- [Set exercise]:
Retype each of the following entries line for line, with no changes.

- [Information supplied]:
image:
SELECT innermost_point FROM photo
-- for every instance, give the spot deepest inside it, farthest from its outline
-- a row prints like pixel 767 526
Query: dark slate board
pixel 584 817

- [Solution]:
image:
SELECT innermost_point FROM photo
-- for every instance, give the spot deepest inside it, farthest from its outline
-- a row prints like pixel 767 526
Query: dark slate board
pixel 584 817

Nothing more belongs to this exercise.